--- Provided records Enclosed Below ---

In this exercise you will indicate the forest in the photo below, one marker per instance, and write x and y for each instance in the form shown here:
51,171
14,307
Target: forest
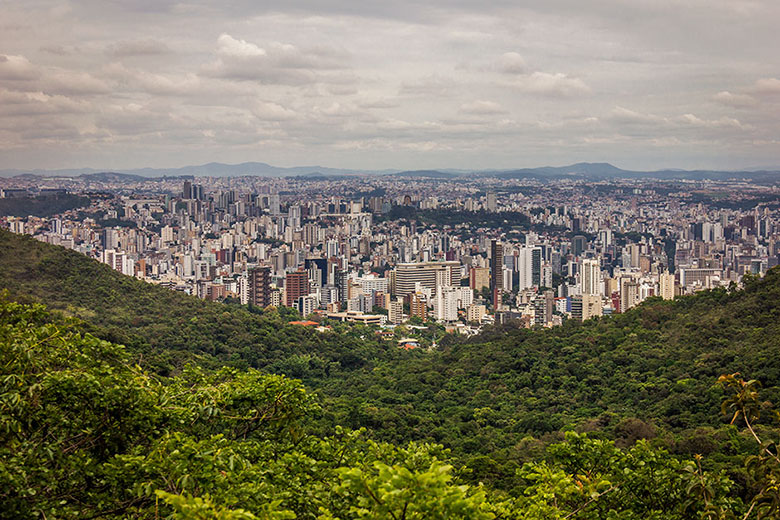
626,415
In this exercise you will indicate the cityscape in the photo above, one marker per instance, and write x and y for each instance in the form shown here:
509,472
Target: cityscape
408,248
438,260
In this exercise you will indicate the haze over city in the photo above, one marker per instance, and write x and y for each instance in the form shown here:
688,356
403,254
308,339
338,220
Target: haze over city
644,85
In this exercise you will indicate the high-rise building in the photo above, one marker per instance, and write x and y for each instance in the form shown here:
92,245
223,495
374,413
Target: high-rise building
475,312
418,306
429,274
259,286
296,284
479,278
492,204
578,244
496,266
585,306
666,286
445,304
395,312
529,267
590,276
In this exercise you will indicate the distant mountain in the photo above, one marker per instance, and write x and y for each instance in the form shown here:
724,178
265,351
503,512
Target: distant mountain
204,170
429,174
111,177
601,171
594,171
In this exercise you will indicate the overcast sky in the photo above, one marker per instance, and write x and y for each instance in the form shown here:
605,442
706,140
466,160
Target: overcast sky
375,84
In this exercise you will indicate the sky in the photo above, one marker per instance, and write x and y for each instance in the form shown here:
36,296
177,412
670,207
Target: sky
376,84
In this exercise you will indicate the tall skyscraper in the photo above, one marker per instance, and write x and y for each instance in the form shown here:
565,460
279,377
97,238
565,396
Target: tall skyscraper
496,266
666,283
590,277
492,204
296,284
259,286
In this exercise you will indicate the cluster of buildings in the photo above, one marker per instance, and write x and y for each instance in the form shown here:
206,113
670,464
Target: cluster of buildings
569,250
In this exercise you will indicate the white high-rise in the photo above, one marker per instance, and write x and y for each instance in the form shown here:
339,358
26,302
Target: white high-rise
590,277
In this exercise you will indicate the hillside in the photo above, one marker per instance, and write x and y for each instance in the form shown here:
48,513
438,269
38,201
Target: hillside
495,400
164,328
88,435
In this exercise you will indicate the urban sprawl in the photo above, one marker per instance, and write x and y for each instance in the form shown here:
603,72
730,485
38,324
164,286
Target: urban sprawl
388,250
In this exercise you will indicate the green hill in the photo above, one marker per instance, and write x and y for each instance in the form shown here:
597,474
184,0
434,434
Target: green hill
84,434
495,400
164,328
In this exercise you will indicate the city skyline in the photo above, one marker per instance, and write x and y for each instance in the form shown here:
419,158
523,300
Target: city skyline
646,86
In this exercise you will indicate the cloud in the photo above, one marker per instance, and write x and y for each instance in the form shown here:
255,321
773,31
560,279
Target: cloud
767,86
270,111
723,122
147,47
481,107
734,100
557,85
512,63
229,46
275,63
17,68
624,115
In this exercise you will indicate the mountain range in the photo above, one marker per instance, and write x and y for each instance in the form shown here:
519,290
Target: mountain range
593,171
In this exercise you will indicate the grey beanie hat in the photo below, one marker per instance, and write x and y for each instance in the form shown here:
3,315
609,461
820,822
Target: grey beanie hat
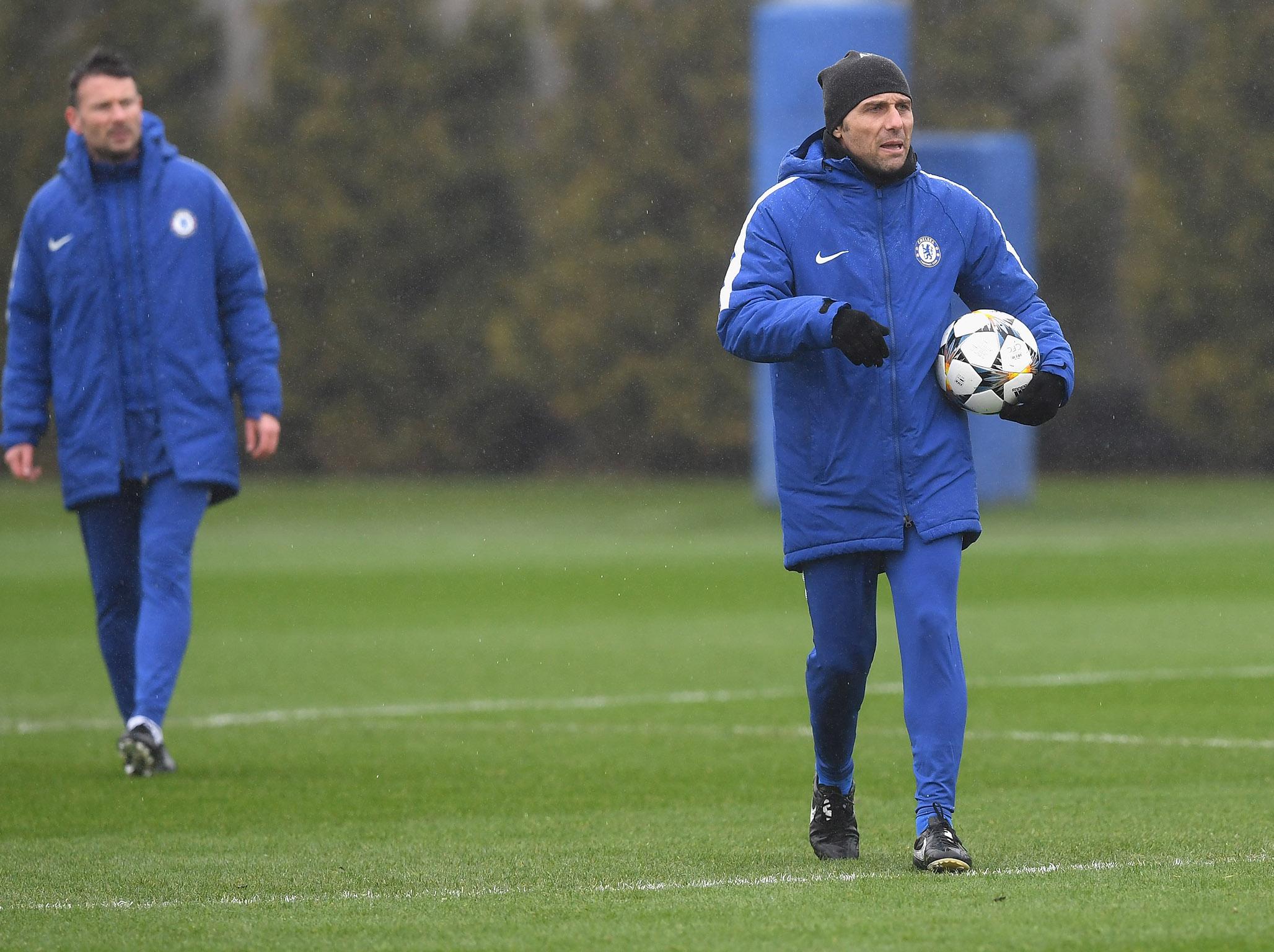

--- End of Enclosed Provided records ---

- To do -
All records above are to be output verbatim, with their pictures omitted.

- Answer to the problem -
In this exercise you will indicate the forest in the photo below, one marker per instance, and write x and y for each instance in the form shown here:
51,171
14,307
Target: forest
626,415
In this exercise you will indicate the cityscape in the photo above, one marker per instance, and write x and y for each instance in the form shown here:
509,472
Target: cityscape
408,248
438,260
In this exercise you will indicate the haze over city in the photo above, one marker per instance, and write x and y for each instance in the form shown here:
688,356
403,254
308,339
338,220
Target: haze over city
644,85
In this exercise you will indicate the high-rise building in the photo above, one marker per instance, and write x and y for each instance in the form shown here:
92,245
223,495
374,413
Target: high-rise building
475,312
418,306
429,274
259,286
296,284
479,278
492,204
578,244
496,266
585,306
666,286
445,304
395,312
529,267
590,276
In this exercise you will indicate the distant mountain in the photo above, one marker per instance, and write x and y for each instance in the form shown here:
724,178
265,351
503,512
Target: distant mountain
204,170
429,174
111,177
601,171
594,171
In this exercise you will indicate the overcast sky in the photo above, one marker per instance, and write x and y for each instance in the form shown here:
605,442
706,140
466,160
Target: overcast sky
375,84
In this exercise you will indicate the sky in the photo above, one marker per instance, and write x and y for each instance in the form shown here:
36,296
177,412
670,207
Target: sky
376,84
In this exercise you will indicate the tall skyscraper in the photo above, one marker per instance, and write x and y for each instance in the form shown here:
565,460
279,377
97,238
565,396
Target: tall skyscraper
496,266
666,283
590,277
492,204
296,284
259,286
In this exercise you will indicate the cluster of buildings in the photo above, one marker per instance, and write x and y for each instance in the form shown here:
206,113
670,464
Target: cluster of buildings
569,250
In this exercise you will indicate the white high-rise in the photo above, one marker per instance, and write x and y for each instance in the form shown here:
339,358
26,302
Target: white high-rise
590,277
In this exercise you will indicate the hillside in the photo above, one marker per instance, and write x and y for each instance in the form shown here:
48,513
438,269
38,201
Target: hillside
495,400
164,328
88,435
In this exercise you will indicate the urban sprawl in the photo above, one marker per instance, and write x and y for each instance in the form shown here:
603,72
730,485
38,324
164,286
Target: urban sprawl
388,250
In this exercise you will indicate the green hill in the photo above, one marker per instance, and write x and y for each instance in the form shown here:
597,474
184,0
434,434
Target: green hill
84,434
495,400
164,328
In this exercise you will indicate the city skyline in the photo above, one marker per instance, and write x and y for each instance in the form shown here:
419,158
523,300
Target: city skyline
646,86
In this exercise you will indicate the cloud in the photo above, one marker per instance, and write x and y for each instance in the form shown here:
255,321
773,31
560,279
Target: cloud
767,86
270,111
723,122
147,47
481,107
734,100
557,85
512,63
229,46
275,63
17,68
624,115
In this exercise you will indicate the mountain range in the photo above, one marker per instance, and write x and y for each instance in the form shown here:
519,290
Target: mountain range
593,171
In this exercise you will indicate the grey beanie hat in the photo below, one marker per instance, and write x and y for each instance in the form shown here:
3,315
609,461
820,822
Target: grey beanie hat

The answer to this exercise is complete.